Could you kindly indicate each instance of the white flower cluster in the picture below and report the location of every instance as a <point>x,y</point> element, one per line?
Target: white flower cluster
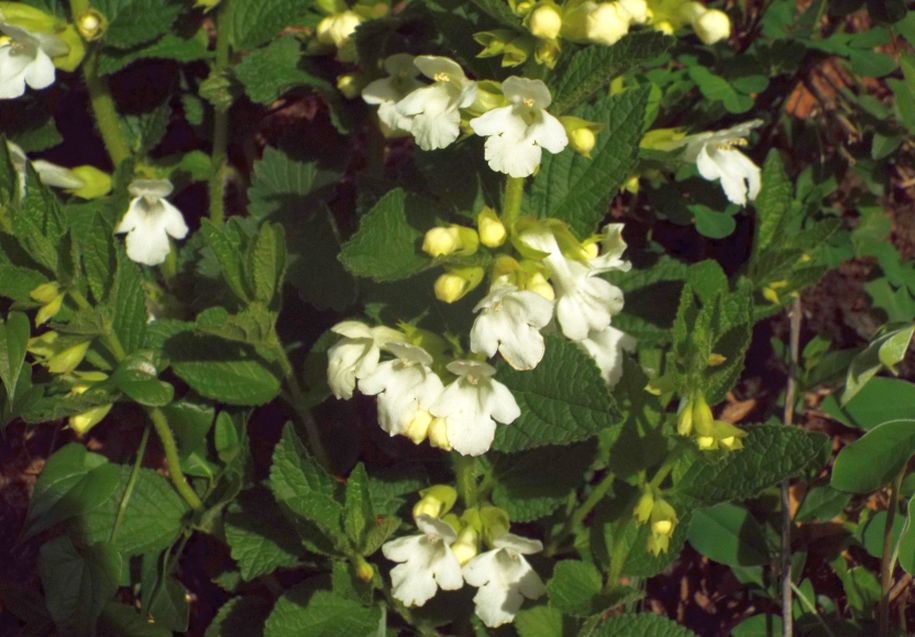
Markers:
<point>415,402</point>
<point>516,132</point>
<point>446,554</point>
<point>412,398</point>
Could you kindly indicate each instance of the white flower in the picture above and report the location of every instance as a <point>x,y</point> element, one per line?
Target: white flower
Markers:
<point>356,354</point>
<point>504,579</point>
<point>405,386</point>
<point>387,91</point>
<point>471,405</point>
<point>150,221</point>
<point>427,562</point>
<point>432,111</point>
<point>717,159</point>
<point>606,348</point>
<point>25,58</point>
<point>517,133</point>
<point>585,303</point>
<point>49,174</point>
<point>510,321</point>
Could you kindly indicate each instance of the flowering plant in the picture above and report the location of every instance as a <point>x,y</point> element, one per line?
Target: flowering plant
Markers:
<point>428,318</point>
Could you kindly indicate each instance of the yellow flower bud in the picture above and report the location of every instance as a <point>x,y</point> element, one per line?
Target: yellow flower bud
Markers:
<point>81,423</point>
<point>467,545</point>
<point>538,283</point>
<point>349,85</point>
<point>436,501</point>
<point>492,230</point>
<point>418,428</point>
<point>712,26</point>
<point>69,359</point>
<point>606,24</point>
<point>364,570</point>
<point>91,25</point>
<point>96,183</point>
<point>454,284</point>
<point>438,434</point>
<point>441,241</point>
<point>545,21</point>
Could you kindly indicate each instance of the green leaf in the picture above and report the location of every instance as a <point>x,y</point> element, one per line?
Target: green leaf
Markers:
<point>253,22</point>
<point>151,521</point>
<point>592,68</point>
<point>712,223</point>
<point>133,22</point>
<point>907,540</point>
<point>578,190</point>
<point>305,611</point>
<point>78,583</point>
<point>886,350</point>
<point>358,515</point>
<point>121,620</point>
<point>128,304</point>
<point>222,370</point>
<point>728,533</point>
<point>385,248</point>
<point>14,337</point>
<point>240,617</point>
<point>874,459</point>
<point>299,483</point>
<point>563,400</point>
<point>821,504</point>
<point>535,484</point>
<point>772,203</point>
<point>266,262</point>
<point>543,621</point>
<point>98,253</point>
<point>259,537</point>
<point>575,588</point>
<point>770,454</point>
<point>226,244</point>
<point>73,482</point>
<point>136,377</point>
<point>643,625</point>
<point>880,400</point>
<point>168,47</point>
<point>269,72</point>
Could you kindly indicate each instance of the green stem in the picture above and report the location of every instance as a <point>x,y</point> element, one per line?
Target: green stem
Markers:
<point>511,201</point>
<point>465,468</point>
<point>219,156</point>
<point>131,483</point>
<point>113,343</point>
<point>106,115</point>
<point>296,399</point>
<point>887,563</point>
<point>173,460</point>
<point>597,494</point>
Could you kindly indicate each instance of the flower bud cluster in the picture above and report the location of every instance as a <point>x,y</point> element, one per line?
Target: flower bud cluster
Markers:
<point>696,419</point>
<point>446,554</point>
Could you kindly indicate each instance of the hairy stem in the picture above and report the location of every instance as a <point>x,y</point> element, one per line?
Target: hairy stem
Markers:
<point>173,460</point>
<point>131,482</point>
<point>103,109</point>
<point>113,343</point>
<point>219,156</point>
<point>295,398</point>
<point>790,397</point>
<point>511,201</point>
<point>888,562</point>
<point>578,516</point>
<point>465,472</point>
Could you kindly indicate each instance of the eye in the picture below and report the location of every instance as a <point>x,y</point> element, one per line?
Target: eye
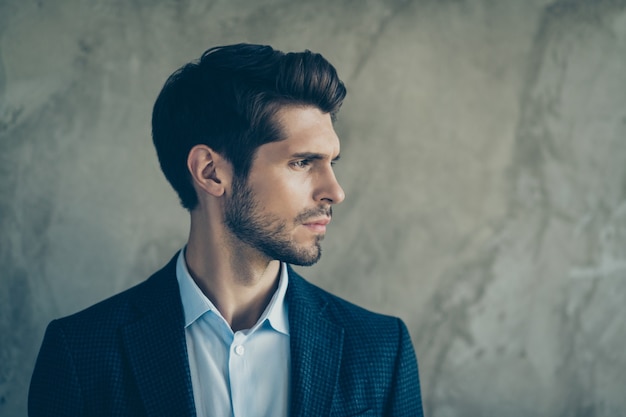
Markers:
<point>301,163</point>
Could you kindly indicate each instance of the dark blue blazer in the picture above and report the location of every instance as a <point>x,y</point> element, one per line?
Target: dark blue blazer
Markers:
<point>127,356</point>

★ ★ ★ ★ ★ ★ ★

• Work instruction:
Copy the records exactly as they appear, leaving every picture out.

• Expected output:
Could you kindly indicate each instance of the white flower cluster in the picture below and report the location of every instance as a <point>x,y</point> element, one per line?
Target: white flower cluster
Markers:
<point>415,402</point>
<point>516,132</point>
<point>446,554</point>
<point>412,398</point>
Could you kindly indicate each instance of the white flower in the picture above and report the location of every instance as a <point>x,y</point> element, one per line?
Target: white flower
Markers:
<point>356,354</point>
<point>504,579</point>
<point>405,386</point>
<point>387,91</point>
<point>471,405</point>
<point>150,221</point>
<point>427,562</point>
<point>432,111</point>
<point>717,159</point>
<point>606,348</point>
<point>25,58</point>
<point>517,133</point>
<point>585,303</point>
<point>49,174</point>
<point>510,321</point>
Could you kindly indicate each instance of the flowering plant in the picture above and report the location of every instance as a <point>x,y</point> element, one per line?
Target: flowering plant
Markers:
<point>428,318</point>
Could you kindly indicate each instance of the yellow flower bud in the picture above and report the location of every instance as a <point>x,y</point> element, one per line?
Target: yellow flower bud
Markers:
<point>81,423</point>
<point>467,545</point>
<point>538,283</point>
<point>349,85</point>
<point>436,501</point>
<point>492,230</point>
<point>418,428</point>
<point>712,26</point>
<point>69,359</point>
<point>606,24</point>
<point>364,570</point>
<point>91,25</point>
<point>96,183</point>
<point>454,284</point>
<point>438,434</point>
<point>441,241</point>
<point>545,21</point>
Could you kindly indicate each instance of the green leaf in the picture above and report the location of every instance as a <point>x,y</point> element, one per line?
Target: green leaf
Markers:
<point>253,22</point>
<point>151,521</point>
<point>592,68</point>
<point>712,223</point>
<point>133,22</point>
<point>907,540</point>
<point>578,190</point>
<point>305,611</point>
<point>78,583</point>
<point>886,350</point>
<point>358,515</point>
<point>121,620</point>
<point>128,304</point>
<point>222,370</point>
<point>728,533</point>
<point>385,248</point>
<point>14,337</point>
<point>240,617</point>
<point>874,459</point>
<point>299,483</point>
<point>563,400</point>
<point>821,504</point>
<point>535,484</point>
<point>772,203</point>
<point>266,262</point>
<point>543,621</point>
<point>98,253</point>
<point>259,537</point>
<point>575,588</point>
<point>770,454</point>
<point>226,244</point>
<point>73,482</point>
<point>136,377</point>
<point>643,625</point>
<point>880,400</point>
<point>168,47</point>
<point>269,72</point>
Could you kindly indicate each instance of the green stem in the picture above and report the location of every instance as a <point>x,y</point> element, one per line?
Target: green stem
Markers:
<point>511,201</point>
<point>465,468</point>
<point>219,156</point>
<point>131,483</point>
<point>113,343</point>
<point>106,115</point>
<point>296,399</point>
<point>887,563</point>
<point>173,460</point>
<point>597,494</point>
Could you kindly indicate each instance of the flower bud cluster in the picture above and report the location of every instance as a <point>x,y</point> element, one per line?
Target: flower bud cluster
Markers:
<point>696,419</point>
<point>446,554</point>
Could you kindly indicate each instance of the hairy stem in the picture above and report the location of every instance as a <point>x,y</point> element, one per line?
Target: hairy stem
Markers:
<point>173,460</point>
<point>131,482</point>
<point>103,109</point>
<point>113,343</point>
<point>219,156</point>
<point>295,398</point>
<point>790,397</point>
<point>511,201</point>
<point>888,562</point>
<point>578,516</point>
<point>465,472</point>
Could you kindly indicate each instance of the eye in the picture below and report the location of every instance as a <point>x,y</point> element, one per line?
Target: eye
Markers:
<point>301,163</point>
Could you kindly indicate each instance of the dark blue blazer in the picture above and report the location of every instance as a <point>x,y</point> element, one per line?
Target: dark blue blazer
Markers:
<point>127,356</point>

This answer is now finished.